### EXERCISE REQUIREMENTS
Report how many lines in the entries below contain the word "face", giving only the number.

### DATA EXTRACT
## begin
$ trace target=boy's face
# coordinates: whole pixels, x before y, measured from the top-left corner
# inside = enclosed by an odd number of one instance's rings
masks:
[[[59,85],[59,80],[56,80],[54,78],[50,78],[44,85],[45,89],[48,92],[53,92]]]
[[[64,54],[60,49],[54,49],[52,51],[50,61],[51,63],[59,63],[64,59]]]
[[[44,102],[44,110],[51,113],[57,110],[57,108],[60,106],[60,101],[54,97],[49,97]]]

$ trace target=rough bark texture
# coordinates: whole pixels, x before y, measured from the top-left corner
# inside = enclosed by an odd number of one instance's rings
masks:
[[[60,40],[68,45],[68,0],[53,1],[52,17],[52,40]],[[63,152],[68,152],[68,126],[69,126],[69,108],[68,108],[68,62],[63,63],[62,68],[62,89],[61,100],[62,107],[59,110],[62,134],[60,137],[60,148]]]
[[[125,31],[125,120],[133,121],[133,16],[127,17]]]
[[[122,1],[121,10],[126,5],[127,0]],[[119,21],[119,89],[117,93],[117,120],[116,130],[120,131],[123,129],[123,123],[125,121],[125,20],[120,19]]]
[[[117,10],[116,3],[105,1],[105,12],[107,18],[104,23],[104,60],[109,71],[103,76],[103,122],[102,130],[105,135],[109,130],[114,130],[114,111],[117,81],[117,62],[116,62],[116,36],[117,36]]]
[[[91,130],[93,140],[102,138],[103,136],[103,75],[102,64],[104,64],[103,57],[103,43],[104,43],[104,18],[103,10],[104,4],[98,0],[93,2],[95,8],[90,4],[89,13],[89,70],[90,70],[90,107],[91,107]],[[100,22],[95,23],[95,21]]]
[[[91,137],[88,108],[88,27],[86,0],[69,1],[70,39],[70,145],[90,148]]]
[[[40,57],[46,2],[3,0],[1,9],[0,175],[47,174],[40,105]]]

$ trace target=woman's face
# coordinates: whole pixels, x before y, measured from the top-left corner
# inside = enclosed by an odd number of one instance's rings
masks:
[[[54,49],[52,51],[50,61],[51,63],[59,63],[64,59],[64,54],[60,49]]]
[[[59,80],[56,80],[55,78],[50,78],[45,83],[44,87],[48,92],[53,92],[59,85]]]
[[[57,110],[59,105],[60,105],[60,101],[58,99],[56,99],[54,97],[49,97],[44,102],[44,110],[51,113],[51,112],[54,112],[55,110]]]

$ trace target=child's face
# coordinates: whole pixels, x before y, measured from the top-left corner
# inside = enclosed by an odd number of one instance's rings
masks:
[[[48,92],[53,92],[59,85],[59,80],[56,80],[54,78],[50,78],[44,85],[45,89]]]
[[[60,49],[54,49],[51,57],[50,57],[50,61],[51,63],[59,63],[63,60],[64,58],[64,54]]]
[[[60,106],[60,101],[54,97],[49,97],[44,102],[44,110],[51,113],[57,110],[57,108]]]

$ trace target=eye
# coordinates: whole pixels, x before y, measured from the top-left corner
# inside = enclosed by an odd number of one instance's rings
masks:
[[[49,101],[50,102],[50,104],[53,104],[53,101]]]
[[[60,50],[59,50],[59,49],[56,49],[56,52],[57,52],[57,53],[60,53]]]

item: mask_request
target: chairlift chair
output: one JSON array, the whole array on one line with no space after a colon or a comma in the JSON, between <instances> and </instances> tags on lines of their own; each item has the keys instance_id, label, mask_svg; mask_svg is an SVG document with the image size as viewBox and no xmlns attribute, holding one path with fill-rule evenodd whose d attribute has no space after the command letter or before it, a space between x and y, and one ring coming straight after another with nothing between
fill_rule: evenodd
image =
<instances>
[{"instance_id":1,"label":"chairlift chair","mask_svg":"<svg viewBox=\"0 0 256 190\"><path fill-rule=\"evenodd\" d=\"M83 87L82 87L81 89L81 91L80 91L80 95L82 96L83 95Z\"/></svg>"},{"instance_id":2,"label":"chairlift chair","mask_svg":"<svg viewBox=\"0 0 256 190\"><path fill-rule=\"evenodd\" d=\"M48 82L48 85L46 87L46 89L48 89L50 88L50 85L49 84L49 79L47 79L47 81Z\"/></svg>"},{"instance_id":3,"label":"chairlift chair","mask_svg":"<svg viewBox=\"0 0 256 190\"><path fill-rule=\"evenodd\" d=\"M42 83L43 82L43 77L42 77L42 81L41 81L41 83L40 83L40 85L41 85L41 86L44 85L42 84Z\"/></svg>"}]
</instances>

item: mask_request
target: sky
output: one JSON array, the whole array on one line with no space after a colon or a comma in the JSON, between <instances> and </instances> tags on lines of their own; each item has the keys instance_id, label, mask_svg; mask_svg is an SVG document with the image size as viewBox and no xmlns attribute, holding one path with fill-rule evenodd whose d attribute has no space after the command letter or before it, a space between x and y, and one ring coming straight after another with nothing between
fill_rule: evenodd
## end
### SOLUTION FOR THIS EXERCISE
3